# WHAT TO DO:
In the forum thread on checking submitted data for banned words, what does strpos() return when the string is not found?

# PAGE:
□ □ □ □ □
1

How can I check if data submitted from a form or querystring has certain words in it?

I'm trying to look for words containing admin, drop, create etc in form [Post] data and querystring data so I can accept or reject it.

I'm converting from ASP to PHP. I used to do this using an array in ASP (keep all illegal words in a string and use ubound to check the whole string for those words), but is there a better (efficient) way to do this in PHP?

Eg: A string like this would be rejected: "The administrator dropped a blah blah" because it has admin and drop in it.

I intend using this to check usernames when creating accounts and for other things too.

Thanks

1

7 Answers 7

5

You could use stripos()

int stripos ( string $haystack , string $needle [, int $offset = 0 ] )

You could have a function like:

function checkBadWords($str, $badwords) {
    foreach ($badwords as $word) {
        if (stripos(" $str ", " $word ") !== false) {
            return false;
        }
    }
    return true;
}

And to use it:

if (!checkBadWords('something admin', array('admin')) {
    // ...
}
Sign up to request clarification or add additional context in comments.

4 Comments

Isn't there one too many = in the comparison here? In trying to test efficiency against my preg_replace method, I get a parsing error.
@NullUser Good deal, ty. +1 for beating the preg_replace method in the efficiency race by just about the same margin that preg_replace beat nested loops.
@JGB One obvious reason why this would perform better under certain conditions is that it will return as soon as it finds a match, whereas with preg_replace you need to change the whole string.
@Arte It's been fixed (sort of). It doesn't support proper word boundaries but IMO it's good enough.
3

strpos() will let you search for a substring within a larger string. It's quick and works well. It returns false if the string's not found, and a number (which could be zero, so you need to use === to check) if it finds the string.
□ □ □ □ □
# RECORDED DATA:
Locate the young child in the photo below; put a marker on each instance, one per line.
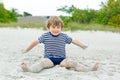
(54, 53)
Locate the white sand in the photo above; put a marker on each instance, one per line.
(103, 47)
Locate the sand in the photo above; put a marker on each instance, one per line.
(103, 47)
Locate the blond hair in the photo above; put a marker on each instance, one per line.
(55, 20)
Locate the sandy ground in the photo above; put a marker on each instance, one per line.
(103, 47)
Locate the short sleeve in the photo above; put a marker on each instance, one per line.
(68, 39)
(41, 39)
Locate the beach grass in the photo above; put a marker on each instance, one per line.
(73, 26)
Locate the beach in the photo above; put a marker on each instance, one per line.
(103, 47)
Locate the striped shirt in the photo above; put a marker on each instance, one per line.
(54, 46)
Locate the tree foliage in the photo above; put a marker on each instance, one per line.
(109, 14)
(10, 15)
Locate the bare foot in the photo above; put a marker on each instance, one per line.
(24, 67)
(95, 67)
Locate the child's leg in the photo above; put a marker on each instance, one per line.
(45, 63)
(71, 64)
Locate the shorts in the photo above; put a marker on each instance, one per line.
(56, 60)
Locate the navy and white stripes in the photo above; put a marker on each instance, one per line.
(54, 45)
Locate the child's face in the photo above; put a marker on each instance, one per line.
(55, 29)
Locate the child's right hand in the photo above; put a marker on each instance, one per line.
(23, 51)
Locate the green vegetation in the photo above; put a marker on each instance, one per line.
(106, 19)
(109, 14)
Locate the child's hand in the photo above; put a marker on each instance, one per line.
(85, 46)
(23, 51)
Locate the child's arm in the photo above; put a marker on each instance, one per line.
(78, 43)
(33, 44)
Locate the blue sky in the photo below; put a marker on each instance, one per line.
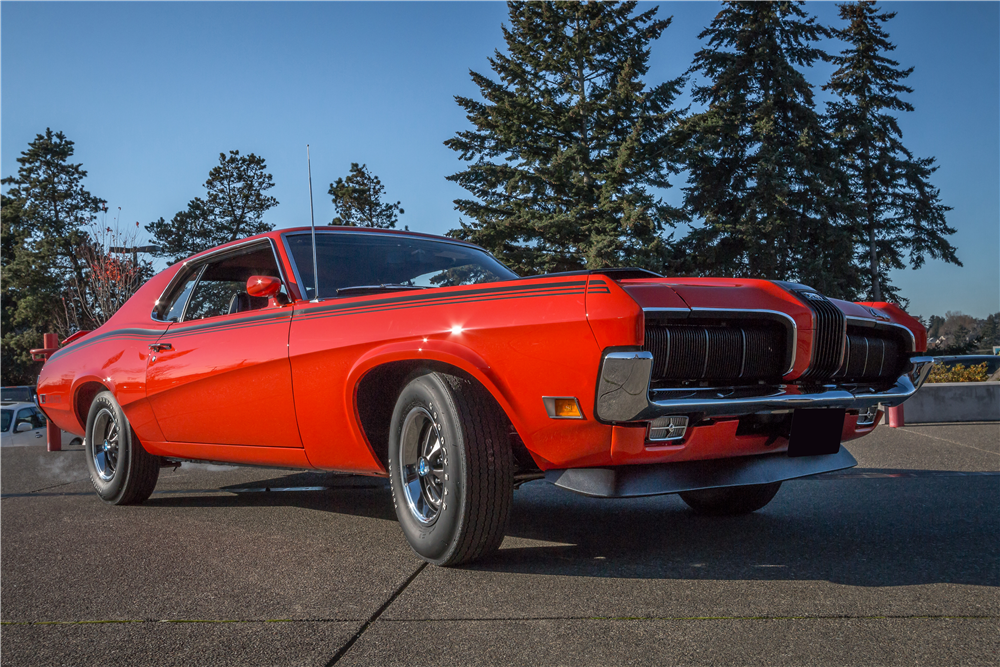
(152, 93)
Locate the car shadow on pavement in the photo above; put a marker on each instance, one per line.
(880, 531)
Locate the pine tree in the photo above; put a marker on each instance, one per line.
(898, 210)
(358, 200)
(233, 208)
(569, 144)
(44, 218)
(761, 166)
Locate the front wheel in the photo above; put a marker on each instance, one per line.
(450, 469)
(732, 500)
(122, 472)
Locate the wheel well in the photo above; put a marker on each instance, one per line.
(376, 399)
(84, 397)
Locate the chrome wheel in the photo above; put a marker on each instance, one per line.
(106, 436)
(423, 467)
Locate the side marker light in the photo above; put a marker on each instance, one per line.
(562, 407)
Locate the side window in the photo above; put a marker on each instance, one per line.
(221, 290)
(28, 415)
(39, 418)
(179, 299)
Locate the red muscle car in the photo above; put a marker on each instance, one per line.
(425, 360)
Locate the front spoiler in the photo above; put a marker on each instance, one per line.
(623, 393)
(657, 479)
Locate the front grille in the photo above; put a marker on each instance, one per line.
(746, 352)
(872, 356)
(828, 336)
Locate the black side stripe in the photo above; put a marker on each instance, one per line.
(564, 288)
(141, 334)
(463, 295)
(405, 306)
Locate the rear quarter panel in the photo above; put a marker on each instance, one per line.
(113, 356)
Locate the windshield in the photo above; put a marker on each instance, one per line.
(352, 260)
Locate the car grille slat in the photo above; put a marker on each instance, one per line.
(872, 356)
(830, 327)
(740, 353)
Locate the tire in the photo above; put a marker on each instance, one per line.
(122, 472)
(450, 469)
(731, 501)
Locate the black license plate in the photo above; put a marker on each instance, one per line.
(816, 431)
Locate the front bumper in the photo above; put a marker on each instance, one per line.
(623, 393)
(631, 481)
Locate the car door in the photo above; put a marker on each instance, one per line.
(220, 373)
(34, 435)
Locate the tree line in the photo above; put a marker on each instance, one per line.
(566, 162)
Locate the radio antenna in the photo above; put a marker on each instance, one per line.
(312, 221)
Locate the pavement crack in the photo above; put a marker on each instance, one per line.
(804, 617)
(374, 617)
(951, 442)
(184, 620)
(44, 488)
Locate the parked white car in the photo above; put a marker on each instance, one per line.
(24, 424)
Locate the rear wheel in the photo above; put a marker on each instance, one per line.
(731, 501)
(450, 468)
(122, 472)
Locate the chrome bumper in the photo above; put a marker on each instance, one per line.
(623, 393)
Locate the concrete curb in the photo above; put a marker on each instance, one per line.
(954, 402)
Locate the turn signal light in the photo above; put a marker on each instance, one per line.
(562, 407)
(567, 407)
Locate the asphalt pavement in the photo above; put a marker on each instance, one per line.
(895, 562)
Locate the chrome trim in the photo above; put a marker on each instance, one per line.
(623, 393)
(361, 232)
(666, 310)
(876, 324)
(550, 406)
(630, 481)
(867, 416)
(671, 429)
(204, 258)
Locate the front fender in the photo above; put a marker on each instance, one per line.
(439, 351)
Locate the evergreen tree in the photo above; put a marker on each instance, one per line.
(761, 166)
(358, 200)
(233, 208)
(898, 210)
(569, 142)
(44, 216)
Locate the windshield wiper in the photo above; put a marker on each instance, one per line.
(384, 287)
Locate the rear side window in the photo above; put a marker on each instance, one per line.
(175, 308)
(221, 288)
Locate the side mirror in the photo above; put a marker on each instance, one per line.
(266, 286)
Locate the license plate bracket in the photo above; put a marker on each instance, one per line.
(816, 431)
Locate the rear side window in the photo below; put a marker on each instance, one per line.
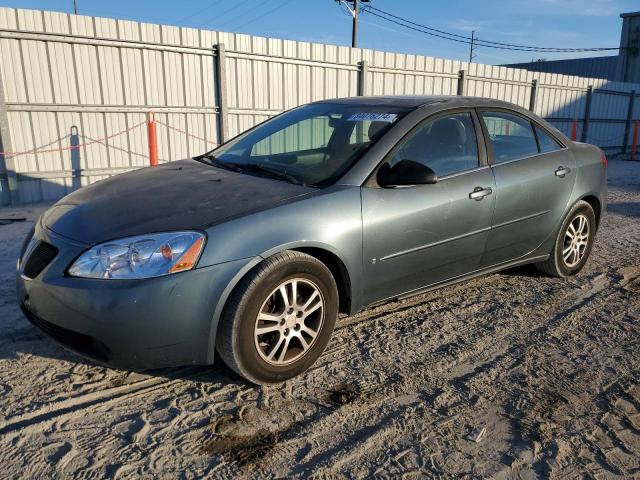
(511, 136)
(546, 141)
(447, 145)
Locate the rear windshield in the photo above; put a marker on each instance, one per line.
(310, 145)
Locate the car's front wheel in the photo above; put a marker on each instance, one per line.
(573, 243)
(279, 318)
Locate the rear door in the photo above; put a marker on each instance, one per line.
(424, 234)
(534, 176)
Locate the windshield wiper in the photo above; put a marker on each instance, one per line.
(211, 160)
(252, 167)
(273, 172)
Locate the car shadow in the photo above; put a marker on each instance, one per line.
(627, 209)
(528, 270)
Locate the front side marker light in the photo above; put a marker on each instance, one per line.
(189, 258)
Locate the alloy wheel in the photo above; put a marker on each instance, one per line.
(576, 240)
(289, 321)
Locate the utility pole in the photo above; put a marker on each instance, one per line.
(354, 11)
(354, 29)
(472, 45)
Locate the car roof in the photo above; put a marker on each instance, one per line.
(416, 101)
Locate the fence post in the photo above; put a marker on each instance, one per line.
(363, 70)
(634, 143)
(462, 74)
(534, 94)
(153, 139)
(7, 146)
(627, 125)
(587, 113)
(76, 169)
(220, 66)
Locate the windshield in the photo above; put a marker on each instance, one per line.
(311, 145)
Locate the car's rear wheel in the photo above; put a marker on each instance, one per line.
(279, 319)
(573, 243)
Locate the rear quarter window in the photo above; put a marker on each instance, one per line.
(547, 142)
(511, 136)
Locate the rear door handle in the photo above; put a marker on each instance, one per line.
(479, 193)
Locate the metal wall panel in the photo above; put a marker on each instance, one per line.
(98, 78)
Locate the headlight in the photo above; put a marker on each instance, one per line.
(144, 256)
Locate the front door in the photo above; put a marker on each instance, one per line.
(534, 179)
(421, 235)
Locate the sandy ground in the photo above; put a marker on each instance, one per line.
(550, 367)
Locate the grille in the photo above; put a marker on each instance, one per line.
(38, 259)
(83, 344)
(25, 242)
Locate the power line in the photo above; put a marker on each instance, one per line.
(389, 17)
(268, 12)
(197, 12)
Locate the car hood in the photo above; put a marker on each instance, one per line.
(181, 195)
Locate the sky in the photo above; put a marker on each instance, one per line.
(545, 23)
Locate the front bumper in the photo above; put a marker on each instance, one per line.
(130, 324)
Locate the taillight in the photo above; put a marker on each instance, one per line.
(603, 158)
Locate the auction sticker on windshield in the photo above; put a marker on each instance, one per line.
(373, 117)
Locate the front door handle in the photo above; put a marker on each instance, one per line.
(479, 193)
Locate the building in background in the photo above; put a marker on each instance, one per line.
(624, 67)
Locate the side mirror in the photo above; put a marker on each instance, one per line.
(405, 173)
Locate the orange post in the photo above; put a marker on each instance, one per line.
(634, 143)
(153, 139)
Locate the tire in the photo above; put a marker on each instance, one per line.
(558, 264)
(289, 324)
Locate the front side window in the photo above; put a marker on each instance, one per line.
(447, 145)
(311, 145)
(511, 136)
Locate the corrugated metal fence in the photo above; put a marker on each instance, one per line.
(70, 80)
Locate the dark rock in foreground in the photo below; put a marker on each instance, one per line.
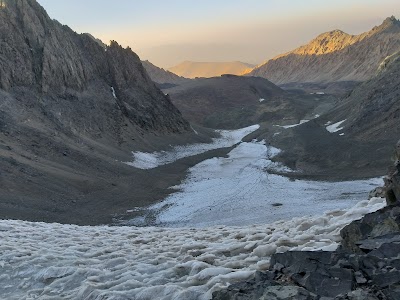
(365, 267)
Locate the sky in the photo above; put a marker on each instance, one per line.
(169, 32)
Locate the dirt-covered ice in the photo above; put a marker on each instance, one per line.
(54, 261)
(228, 138)
(238, 190)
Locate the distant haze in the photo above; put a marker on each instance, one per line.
(169, 32)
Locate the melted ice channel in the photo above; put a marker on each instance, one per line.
(54, 261)
(228, 138)
(239, 190)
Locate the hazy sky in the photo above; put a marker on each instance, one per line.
(167, 32)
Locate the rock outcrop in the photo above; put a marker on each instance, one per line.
(365, 266)
(334, 56)
(372, 109)
(71, 112)
(51, 60)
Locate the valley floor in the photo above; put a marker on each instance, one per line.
(54, 261)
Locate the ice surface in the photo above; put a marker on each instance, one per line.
(238, 190)
(54, 261)
(335, 127)
(294, 125)
(228, 138)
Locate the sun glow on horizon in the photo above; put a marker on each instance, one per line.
(168, 33)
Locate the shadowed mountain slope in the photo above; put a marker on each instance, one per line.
(71, 112)
(235, 101)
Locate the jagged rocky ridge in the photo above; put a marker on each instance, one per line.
(334, 56)
(365, 266)
(71, 111)
(372, 109)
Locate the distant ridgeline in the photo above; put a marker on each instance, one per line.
(335, 56)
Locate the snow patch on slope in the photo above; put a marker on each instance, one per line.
(228, 138)
(54, 261)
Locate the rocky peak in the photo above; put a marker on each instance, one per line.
(335, 56)
(40, 54)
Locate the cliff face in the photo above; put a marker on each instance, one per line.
(372, 109)
(334, 56)
(71, 112)
(51, 60)
(231, 101)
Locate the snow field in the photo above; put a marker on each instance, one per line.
(228, 138)
(54, 261)
(238, 190)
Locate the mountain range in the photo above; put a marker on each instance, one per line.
(71, 112)
(191, 69)
(162, 77)
(334, 56)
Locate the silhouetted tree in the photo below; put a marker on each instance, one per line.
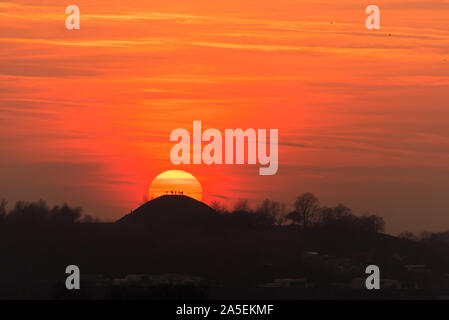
(306, 209)
(372, 223)
(3, 205)
(65, 214)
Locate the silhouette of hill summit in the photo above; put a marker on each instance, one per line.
(170, 209)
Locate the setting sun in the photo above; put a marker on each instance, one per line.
(175, 182)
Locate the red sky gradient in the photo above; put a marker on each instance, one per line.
(363, 117)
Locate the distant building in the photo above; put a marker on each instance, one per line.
(416, 268)
(289, 283)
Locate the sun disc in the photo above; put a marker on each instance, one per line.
(175, 182)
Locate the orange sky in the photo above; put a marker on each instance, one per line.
(363, 118)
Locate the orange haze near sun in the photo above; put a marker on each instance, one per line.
(363, 117)
(175, 182)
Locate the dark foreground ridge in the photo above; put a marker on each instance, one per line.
(170, 209)
(175, 247)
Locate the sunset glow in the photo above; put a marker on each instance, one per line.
(175, 182)
(86, 115)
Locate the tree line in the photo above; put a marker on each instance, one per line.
(39, 212)
(307, 213)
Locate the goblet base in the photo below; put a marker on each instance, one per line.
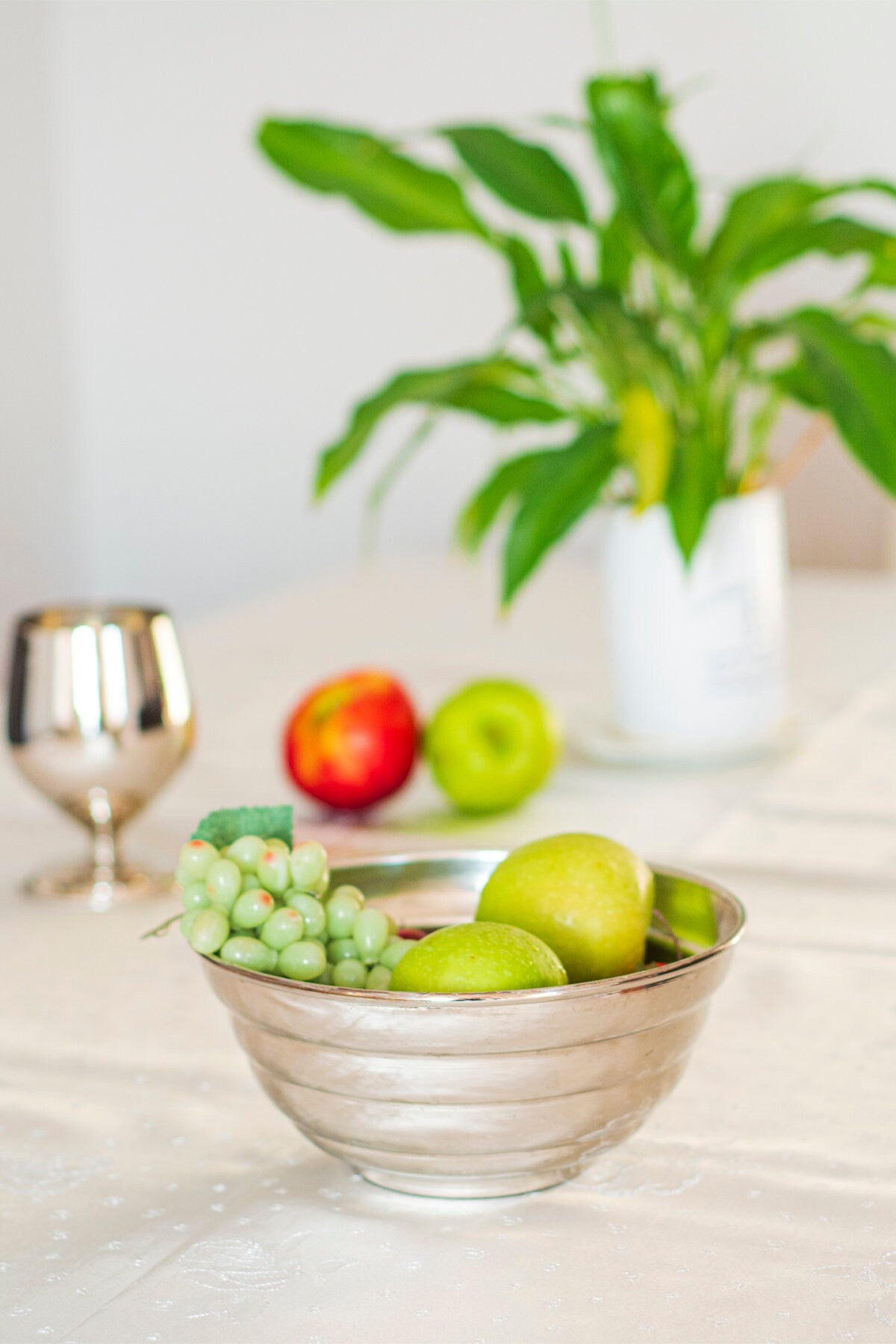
(80, 886)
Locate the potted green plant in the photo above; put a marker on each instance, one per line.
(647, 389)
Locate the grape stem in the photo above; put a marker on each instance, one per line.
(161, 929)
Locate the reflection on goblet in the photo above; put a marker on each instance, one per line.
(100, 717)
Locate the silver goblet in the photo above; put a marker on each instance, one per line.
(100, 717)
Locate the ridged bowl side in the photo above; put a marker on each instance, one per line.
(473, 1095)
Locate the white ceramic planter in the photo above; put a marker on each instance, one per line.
(696, 656)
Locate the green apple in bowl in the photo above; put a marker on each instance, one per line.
(477, 959)
(492, 745)
(588, 897)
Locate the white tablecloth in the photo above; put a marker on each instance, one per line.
(151, 1192)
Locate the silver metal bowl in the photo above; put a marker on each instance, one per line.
(480, 1095)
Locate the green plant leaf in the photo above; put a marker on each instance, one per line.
(507, 483)
(556, 495)
(617, 253)
(855, 381)
(500, 390)
(623, 343)
(695, 484)
(753, 218)
(773, 222)
(800, 385)
(883, 267)
(645, 167)
(228, 824)
(531, 288)
(524, 175)
(386, 186)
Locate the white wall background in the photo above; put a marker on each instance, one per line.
(180, 329)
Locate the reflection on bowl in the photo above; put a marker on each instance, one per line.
(480, 1095)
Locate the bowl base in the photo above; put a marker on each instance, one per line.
(440, 1186)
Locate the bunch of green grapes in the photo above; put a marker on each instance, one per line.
(258, 905)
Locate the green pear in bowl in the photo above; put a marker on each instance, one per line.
(588, 897)
(477, 959)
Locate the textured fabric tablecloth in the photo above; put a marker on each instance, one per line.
(149, 1191)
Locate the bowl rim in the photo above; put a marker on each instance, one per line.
(581, 989)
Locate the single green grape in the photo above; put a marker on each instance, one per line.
(309, 867)
(195, 860)
(252, 909)
(249, 953)
(371, 934)
(187, 922)
(349, 974)
(282, 927)
(378, 977)
(223, 882)
(301, 961)
(273, 870)
(394, 951)
(341, 948)
(195, 895)
(210, 932)
(311, 910)
(341, 909)
(246, 853)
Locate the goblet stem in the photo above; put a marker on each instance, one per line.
(105, 848)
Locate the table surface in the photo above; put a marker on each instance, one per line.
(149, 1191)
□ □ □ □ □
# EXERCISE OUTPUT:
It returns false.